SOURCE EXCERPT:

## start

Lama Tsultrim Allione, Buddhist teacher, author, and leader speaks of this type of anger as fierceness, saying “fierce energy is the fastest-moving energy we manifest as human beings, and the fierce deities represent the explosion of energy that destroys limitations and delusion.” (“Wisdom Rising: Journey into the Mandala of the Sacred Feminine”, pg. 177). This ferocity, this fierceness of conviction, is the jolt that wakes us up from our numbed out, survival driven states. It reminds us we are so much more than this moment and dynamic, and that we truly can find a way out, should we allow ourselves to take it. It is not easy. But this anger reminds us — it is possible.
The relationship between the fierce energy of illuminating anger, and the great love and compassion for self that must accompany it to create balanced action, is a delicate dance. Dr. Kristin Neff, researcher, author, and teacher on self-compassion, discusses this need for the balance of active (the illuminating anger) and receptive (love and self-compassion) in her powerful article “Why Women Need Fierce Self-Compassion”. Speaking of the patriarchal constructs that expect women to exist in a constant receptive state and excuse harm, she says “when we hold our pain with fierce, empowered truth, we can speak up and tell our stories, to protect ourselves and others from being harmed.” She goes on to say, “in yin self-compassion, we hold ourselves with love — validating, soothing and comforting our pain so that we can “be” with it without being consumed by it. In yang self-compassion, we act in the world in order to protect ourselves, provide what we need, and motivate change to reach our full potential.” We need both the fierce light of illuminating anger, and the gentle, deep well of love and self-compassion in order to take clear, grounded action for change.

## end

ENTRIES:
## start

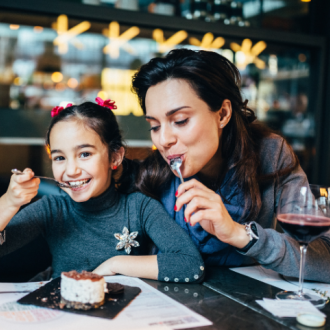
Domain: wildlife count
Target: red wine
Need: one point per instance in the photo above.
(304, 228)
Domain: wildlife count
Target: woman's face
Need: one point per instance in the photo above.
(81, 159)
(182, 125)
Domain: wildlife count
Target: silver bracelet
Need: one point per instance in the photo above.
(2, 237)
(250, 232)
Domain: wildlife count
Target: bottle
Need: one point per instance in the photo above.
(220, 10)
(165, 7)
(236, 13)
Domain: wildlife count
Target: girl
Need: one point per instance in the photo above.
(234, 168)
(93, 226)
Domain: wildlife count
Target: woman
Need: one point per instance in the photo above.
(234, 168)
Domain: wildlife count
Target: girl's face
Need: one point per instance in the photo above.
(79, 156)
(182, 125)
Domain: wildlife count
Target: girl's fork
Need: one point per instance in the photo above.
(63, 185)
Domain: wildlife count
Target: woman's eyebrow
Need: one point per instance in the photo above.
(81, 146)
(169, 113)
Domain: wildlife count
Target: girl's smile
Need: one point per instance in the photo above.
(81, 159)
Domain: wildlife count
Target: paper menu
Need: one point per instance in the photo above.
(273, 278)
(21, 287)
(289, 308)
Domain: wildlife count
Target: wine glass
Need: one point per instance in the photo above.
(304, 214)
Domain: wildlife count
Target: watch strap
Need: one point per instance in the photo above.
(2, 237)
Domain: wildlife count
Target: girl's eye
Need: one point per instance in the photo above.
(182, 122)
(85, 155)
(58, 158)
(154, 128)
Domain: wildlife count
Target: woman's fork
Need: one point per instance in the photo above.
(175, 164)
(63, 185)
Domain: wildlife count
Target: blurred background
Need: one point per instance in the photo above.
(58, 52)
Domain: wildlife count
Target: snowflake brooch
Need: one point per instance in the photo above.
(126, 240)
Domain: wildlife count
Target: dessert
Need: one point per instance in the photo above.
(83, 290)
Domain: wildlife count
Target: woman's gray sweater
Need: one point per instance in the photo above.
(279, 251)
(81, 235)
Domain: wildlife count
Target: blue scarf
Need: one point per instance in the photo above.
(213, 251)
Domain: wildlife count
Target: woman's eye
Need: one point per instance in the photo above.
(154, 128)
(85, 155)
(58, 158)
(182, 122)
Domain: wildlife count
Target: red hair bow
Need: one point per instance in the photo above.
(107, 103)
(55, 111)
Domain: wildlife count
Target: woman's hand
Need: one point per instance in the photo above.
(22, 188)
(106, 268)
(205, 207)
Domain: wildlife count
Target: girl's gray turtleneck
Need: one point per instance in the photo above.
(81, 235)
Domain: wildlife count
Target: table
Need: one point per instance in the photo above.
(228, 300)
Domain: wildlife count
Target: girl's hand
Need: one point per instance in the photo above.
(106, 268)
(22, 188)
(205, 207)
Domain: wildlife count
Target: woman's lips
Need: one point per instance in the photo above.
(174, 156)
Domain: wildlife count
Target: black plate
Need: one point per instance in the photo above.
(52, 292)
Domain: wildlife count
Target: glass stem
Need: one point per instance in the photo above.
(303, 249)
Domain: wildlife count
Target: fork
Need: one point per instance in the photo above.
(175, 164)
(63, 185)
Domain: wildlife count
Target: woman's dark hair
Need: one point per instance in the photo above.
(104, 123)
(214, 79)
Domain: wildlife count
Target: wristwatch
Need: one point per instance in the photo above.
(2, 237)
(251, 231)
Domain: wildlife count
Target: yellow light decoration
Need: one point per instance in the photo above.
(166, 45)
(103, 95)
(17, 81)
(73, 83)
(208, 41)
(246, 54)
(57, 77)
(116, 85)
(117, 40)
(66, 35)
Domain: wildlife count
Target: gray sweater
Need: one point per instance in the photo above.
(81, 235)
(275, 250)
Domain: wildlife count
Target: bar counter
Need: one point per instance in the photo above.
(228, 300)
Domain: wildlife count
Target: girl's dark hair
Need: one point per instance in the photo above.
(104, 123)
(214, 79)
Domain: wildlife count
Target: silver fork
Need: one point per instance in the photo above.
(63, 185)
(175, 164)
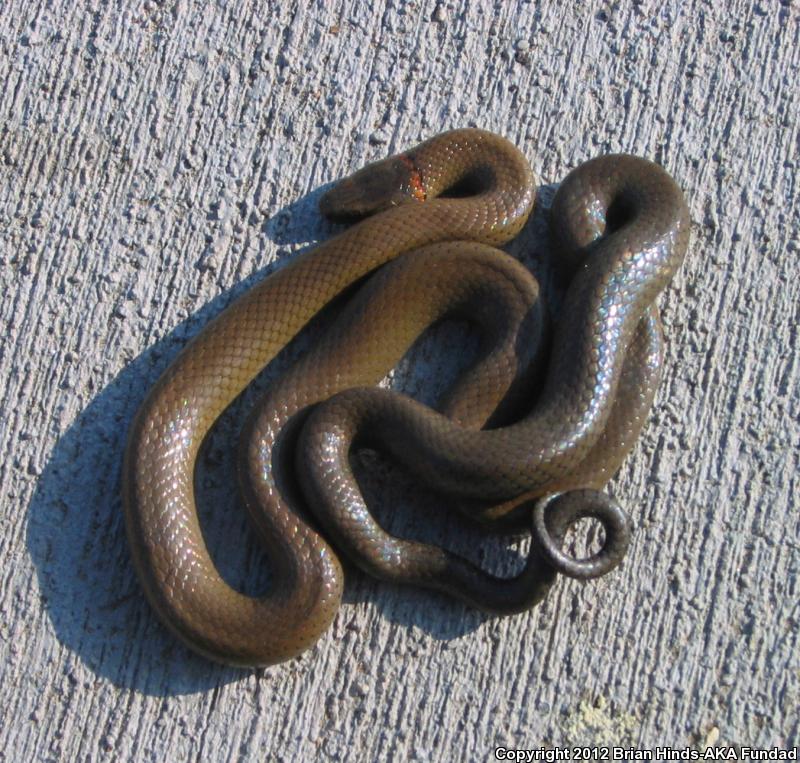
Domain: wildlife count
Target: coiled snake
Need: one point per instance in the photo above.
(623, 226)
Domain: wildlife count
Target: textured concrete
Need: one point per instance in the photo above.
(156, 157)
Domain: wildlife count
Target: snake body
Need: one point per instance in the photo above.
(623, 226)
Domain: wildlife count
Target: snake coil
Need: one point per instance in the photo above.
(433, 217)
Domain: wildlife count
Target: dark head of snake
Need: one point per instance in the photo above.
(431, 212)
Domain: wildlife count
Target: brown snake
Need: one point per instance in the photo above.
(623, 228)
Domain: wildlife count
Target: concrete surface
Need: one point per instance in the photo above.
(157, 157)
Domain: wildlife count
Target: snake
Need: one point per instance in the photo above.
(423, 248)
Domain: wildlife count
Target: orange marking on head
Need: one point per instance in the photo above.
(414, 179)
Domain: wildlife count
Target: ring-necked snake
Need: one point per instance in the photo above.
(432, 217)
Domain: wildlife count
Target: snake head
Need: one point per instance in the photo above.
(375, 188)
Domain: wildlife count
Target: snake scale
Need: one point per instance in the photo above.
(432, 217)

## end

INSTRUCTIONS FOR THE TASK: In the excerpt on fierce anger and self-compassion, what is the title of the article by Dr. Kristin Neff?

COMPLETE OUTPUT: "Why Women Need Fierce Self-Compassion"